**Task objective**:
Exactly and only the lines from the one containing "For every instance of the black" through the close of the entries below are to be set down.

Natural-language object grounding data:
────
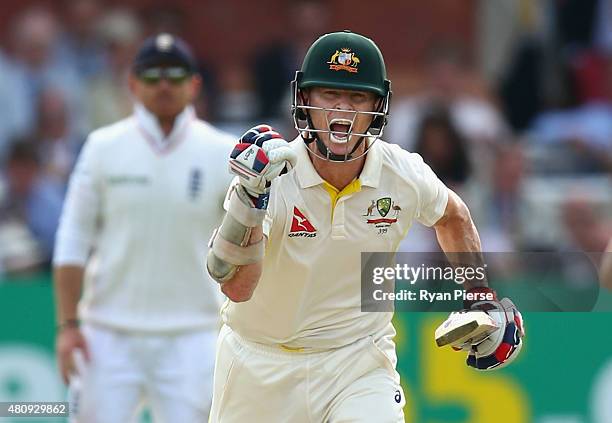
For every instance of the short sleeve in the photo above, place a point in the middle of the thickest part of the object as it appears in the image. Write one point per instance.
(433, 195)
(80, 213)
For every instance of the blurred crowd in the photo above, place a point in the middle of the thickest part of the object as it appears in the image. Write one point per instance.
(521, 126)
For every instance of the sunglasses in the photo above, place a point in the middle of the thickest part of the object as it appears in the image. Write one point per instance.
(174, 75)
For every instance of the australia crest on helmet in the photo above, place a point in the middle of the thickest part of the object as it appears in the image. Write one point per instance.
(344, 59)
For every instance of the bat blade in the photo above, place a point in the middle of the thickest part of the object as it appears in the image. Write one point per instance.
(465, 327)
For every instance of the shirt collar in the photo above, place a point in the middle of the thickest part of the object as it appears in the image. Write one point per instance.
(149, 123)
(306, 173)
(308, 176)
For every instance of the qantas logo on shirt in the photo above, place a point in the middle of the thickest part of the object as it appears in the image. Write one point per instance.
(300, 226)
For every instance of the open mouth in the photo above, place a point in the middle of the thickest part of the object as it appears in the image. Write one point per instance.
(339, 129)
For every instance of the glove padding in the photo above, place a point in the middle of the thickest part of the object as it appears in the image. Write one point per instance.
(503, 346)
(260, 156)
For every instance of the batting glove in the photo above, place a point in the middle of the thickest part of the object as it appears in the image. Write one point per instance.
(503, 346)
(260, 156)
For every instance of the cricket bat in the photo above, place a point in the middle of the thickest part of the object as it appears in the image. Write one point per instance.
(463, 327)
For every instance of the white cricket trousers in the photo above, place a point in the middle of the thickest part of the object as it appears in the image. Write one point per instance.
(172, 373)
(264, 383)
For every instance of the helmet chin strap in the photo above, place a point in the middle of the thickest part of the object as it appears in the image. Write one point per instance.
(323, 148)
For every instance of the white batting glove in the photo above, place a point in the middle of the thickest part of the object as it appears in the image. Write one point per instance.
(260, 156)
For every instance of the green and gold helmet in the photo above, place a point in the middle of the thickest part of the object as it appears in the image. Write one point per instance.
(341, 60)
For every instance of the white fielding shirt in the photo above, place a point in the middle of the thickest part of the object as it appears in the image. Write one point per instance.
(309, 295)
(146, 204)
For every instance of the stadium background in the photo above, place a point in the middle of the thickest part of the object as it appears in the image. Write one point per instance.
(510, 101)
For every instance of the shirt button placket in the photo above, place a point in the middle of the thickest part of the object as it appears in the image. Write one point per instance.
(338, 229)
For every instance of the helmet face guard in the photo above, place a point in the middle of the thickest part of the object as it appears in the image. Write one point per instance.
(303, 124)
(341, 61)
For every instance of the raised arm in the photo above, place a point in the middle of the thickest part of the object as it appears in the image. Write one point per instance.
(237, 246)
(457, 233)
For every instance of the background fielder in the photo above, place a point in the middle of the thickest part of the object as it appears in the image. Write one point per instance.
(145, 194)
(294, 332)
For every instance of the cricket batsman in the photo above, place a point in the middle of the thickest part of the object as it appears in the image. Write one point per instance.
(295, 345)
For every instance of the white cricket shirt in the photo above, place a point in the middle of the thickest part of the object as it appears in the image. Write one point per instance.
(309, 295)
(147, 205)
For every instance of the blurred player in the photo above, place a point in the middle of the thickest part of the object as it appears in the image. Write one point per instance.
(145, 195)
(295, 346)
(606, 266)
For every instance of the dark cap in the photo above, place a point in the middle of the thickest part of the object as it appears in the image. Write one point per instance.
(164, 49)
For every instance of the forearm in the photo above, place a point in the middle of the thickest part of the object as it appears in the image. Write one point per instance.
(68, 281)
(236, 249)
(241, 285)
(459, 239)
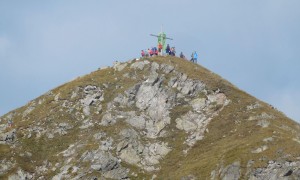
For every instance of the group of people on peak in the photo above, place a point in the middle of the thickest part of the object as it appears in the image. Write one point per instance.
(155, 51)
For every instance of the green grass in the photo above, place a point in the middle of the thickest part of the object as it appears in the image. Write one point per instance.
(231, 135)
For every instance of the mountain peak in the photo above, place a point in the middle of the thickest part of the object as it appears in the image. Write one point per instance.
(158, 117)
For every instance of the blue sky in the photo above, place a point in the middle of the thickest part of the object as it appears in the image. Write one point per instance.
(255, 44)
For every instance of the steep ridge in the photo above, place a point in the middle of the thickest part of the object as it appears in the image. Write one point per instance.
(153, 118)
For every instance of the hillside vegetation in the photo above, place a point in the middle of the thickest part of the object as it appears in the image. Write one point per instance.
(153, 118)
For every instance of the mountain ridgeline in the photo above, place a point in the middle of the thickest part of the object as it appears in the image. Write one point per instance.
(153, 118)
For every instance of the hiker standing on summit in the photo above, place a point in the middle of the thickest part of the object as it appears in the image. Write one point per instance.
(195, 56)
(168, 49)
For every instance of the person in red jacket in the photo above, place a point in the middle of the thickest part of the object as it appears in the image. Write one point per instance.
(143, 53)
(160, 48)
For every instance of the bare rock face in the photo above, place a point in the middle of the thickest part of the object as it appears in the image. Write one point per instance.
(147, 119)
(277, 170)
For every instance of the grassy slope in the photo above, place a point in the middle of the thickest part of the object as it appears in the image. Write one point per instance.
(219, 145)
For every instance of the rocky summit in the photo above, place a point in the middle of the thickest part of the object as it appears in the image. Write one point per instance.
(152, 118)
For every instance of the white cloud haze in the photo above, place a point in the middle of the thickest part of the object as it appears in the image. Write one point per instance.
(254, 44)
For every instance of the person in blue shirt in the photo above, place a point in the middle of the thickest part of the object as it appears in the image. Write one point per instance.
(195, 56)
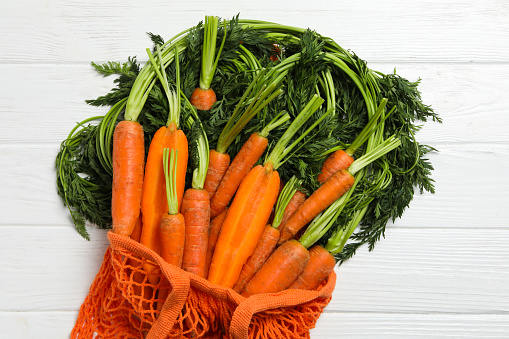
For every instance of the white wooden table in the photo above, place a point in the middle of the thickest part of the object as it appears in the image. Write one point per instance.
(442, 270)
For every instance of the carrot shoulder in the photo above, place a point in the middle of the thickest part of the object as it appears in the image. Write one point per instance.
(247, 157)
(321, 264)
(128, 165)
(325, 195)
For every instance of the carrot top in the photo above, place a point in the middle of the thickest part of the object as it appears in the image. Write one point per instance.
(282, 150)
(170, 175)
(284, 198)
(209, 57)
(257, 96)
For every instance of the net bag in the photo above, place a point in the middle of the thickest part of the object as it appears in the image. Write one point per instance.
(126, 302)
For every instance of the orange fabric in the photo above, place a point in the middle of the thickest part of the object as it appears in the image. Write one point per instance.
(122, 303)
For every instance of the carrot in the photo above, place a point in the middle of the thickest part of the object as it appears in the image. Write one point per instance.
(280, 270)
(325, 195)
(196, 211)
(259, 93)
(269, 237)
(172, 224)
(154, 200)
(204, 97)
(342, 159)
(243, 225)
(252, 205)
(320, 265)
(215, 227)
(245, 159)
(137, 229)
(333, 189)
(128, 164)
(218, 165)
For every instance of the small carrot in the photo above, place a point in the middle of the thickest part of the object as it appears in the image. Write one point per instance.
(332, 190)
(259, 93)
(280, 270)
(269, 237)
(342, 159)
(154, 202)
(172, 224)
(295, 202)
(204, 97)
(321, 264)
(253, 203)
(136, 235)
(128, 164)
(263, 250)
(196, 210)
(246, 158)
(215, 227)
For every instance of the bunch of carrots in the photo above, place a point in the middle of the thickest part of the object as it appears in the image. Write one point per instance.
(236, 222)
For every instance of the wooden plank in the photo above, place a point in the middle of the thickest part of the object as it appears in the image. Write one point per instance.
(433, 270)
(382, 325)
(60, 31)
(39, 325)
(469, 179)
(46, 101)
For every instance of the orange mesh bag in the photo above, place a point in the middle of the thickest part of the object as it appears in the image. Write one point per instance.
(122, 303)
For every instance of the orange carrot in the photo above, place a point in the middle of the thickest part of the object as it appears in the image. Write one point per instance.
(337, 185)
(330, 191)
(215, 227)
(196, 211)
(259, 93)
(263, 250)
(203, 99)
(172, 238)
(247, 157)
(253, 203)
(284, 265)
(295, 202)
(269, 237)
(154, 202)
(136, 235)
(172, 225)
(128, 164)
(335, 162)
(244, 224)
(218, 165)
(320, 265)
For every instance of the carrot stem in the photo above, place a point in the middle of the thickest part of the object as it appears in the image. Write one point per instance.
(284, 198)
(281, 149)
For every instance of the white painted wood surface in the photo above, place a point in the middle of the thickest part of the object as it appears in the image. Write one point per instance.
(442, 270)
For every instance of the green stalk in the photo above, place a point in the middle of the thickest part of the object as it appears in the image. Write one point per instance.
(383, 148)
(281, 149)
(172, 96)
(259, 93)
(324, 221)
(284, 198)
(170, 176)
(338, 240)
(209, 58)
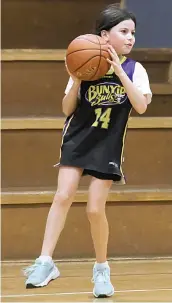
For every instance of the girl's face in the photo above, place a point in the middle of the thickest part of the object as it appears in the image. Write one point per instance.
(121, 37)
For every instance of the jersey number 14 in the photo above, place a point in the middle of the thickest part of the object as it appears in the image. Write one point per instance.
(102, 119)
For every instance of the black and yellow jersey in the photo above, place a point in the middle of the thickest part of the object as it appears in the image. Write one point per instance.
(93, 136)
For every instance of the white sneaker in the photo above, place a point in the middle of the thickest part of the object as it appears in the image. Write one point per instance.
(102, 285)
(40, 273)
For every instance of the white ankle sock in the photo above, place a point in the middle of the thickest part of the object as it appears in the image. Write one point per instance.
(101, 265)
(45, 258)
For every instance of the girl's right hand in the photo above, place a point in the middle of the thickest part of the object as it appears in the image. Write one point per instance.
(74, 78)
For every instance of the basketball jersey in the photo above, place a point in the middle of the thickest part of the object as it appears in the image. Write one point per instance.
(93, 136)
────
**Solution to the problem**:
For every instance of the black and yellow jersey in the photo above, place a point in the middle of the thickest part of the object as it appears in the image. Write one point per instance.
(93, 136)
For every instance of the white sneaker in the photo above, place a point in the middle of the thickest part of the object as it appears in the image. Write one point per instance.
(102, 285)
(40, 273)
For every instance of the white ankle sock in the photo above, place a point in the middle of the thickest part of the object as it appears in the image. Write one point per instance.
(101, 265)
(45, 258)
For every instance of the girl's right hand in the photo above, place a point in the middle of the thickest part of the object as it appears in the image. Write one point per instance.
(74, 78)
For every instance of the basketball jersey in the photo above, place a point in the middle of the thickest part of the object as it appears in the image. Write one point per instance.
(93, 136)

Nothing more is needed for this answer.